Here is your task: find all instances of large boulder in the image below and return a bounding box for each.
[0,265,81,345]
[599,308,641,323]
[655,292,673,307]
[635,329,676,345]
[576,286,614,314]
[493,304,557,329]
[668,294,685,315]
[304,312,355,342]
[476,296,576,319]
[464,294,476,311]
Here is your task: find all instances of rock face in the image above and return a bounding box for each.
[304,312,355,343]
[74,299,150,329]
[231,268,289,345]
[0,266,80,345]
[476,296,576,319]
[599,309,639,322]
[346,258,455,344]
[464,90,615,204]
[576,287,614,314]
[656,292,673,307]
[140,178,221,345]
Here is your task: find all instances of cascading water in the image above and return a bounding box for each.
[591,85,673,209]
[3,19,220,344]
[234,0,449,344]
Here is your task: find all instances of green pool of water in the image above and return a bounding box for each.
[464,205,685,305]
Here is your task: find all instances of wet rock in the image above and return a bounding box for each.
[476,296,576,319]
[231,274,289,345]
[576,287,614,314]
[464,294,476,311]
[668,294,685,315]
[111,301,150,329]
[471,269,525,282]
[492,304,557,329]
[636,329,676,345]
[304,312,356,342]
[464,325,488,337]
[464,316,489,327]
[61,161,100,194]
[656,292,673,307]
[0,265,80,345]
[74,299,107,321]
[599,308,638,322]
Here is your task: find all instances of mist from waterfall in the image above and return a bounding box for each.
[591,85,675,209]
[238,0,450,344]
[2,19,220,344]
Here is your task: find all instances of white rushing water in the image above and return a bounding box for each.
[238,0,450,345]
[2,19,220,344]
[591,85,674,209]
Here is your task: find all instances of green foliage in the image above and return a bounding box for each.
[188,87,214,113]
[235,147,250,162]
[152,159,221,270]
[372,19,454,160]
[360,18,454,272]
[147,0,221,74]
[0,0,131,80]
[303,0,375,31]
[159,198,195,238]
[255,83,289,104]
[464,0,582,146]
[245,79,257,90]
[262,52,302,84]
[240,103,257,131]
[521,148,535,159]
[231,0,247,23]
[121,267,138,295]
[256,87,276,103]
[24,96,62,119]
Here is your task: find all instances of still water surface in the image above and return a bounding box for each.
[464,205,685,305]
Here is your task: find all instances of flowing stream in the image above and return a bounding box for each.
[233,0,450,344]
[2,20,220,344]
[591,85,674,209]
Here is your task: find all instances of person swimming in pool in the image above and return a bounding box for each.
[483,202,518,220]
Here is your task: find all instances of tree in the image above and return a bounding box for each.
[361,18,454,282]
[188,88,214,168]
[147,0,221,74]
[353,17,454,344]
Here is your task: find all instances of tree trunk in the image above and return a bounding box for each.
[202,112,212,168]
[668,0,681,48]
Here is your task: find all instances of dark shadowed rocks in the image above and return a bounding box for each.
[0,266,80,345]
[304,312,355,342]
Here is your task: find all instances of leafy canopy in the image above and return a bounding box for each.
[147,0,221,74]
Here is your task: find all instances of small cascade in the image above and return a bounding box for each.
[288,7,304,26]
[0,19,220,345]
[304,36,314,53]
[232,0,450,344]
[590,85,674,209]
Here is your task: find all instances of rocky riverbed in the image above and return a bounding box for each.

------------------------------

Set problem:
Locate every line in the records above that contains the string "tree", treating uppercase and lowercase as different, and copy each of those lines in full.

Problem solution:
Here is your task: find all instances of tree in the image above and return a bounding box for each.
Here is your task: find all instances of tree trunk in the image above and return a bounding box for each.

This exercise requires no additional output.